-- Exercise --
Every line from the line containing "Annotation task: mark the white wall" through the final line below is to be repeated exactly; no other line is.

-- Stored rows --
---*---

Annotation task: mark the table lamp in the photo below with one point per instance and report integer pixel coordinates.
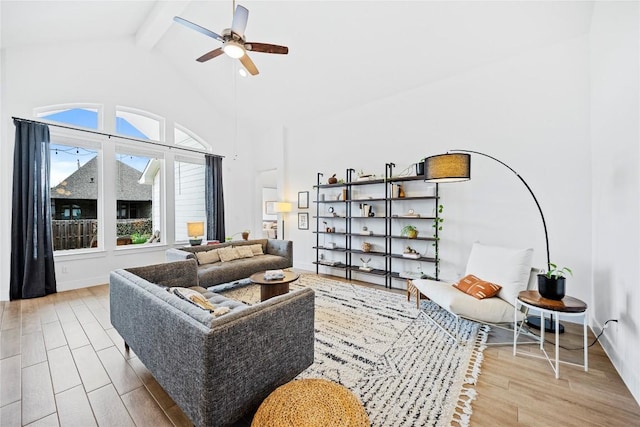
(194, 231)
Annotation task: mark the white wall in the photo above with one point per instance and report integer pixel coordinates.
(110, 73)
(531, 111)
(566, 117)
(615, 141)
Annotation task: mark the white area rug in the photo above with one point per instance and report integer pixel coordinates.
(404, 369)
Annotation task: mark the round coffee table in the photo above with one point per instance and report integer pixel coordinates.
(272, 288)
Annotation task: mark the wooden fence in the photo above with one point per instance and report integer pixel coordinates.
(74, 233)
(82, 233)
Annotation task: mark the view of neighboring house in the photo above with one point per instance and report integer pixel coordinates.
(74, 205)
(76, 197)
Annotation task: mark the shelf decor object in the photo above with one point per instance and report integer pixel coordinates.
(195, 230)
(303, 221)
(303, 200)
(455, 166)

---*---

-- Output for this task --
Annotation task: mark the white wall in the photo above with one point per instance and report integer pixel coordinates.
(110, 73)
(531, 111)
(566, 117)
(615, 141)
Annotation task: mark the white area rug in the photo above with one point per instance and report integer pixel coordinates.
(404, 369)
Annotation task: mark the round coffee table in the photo above with one point per instance and report integer pixel coordinates.
(272, 288)
Annotation task: mark the wooden fence in the photo above with one point per instance and report integer pixel coordinates.
(74, 233)
(82, 233)
Annotation task: mark the view of neighboring house in the photo above with one point per instance and report integer pixel coordinates.
(74, 205)
(76, 197)
Annotation task: mark the shelf decor object in the photo above with one point per instance and report integer pixel coordinates.
(195, 230)
(303, 221)
(303, 200)
(455, 166)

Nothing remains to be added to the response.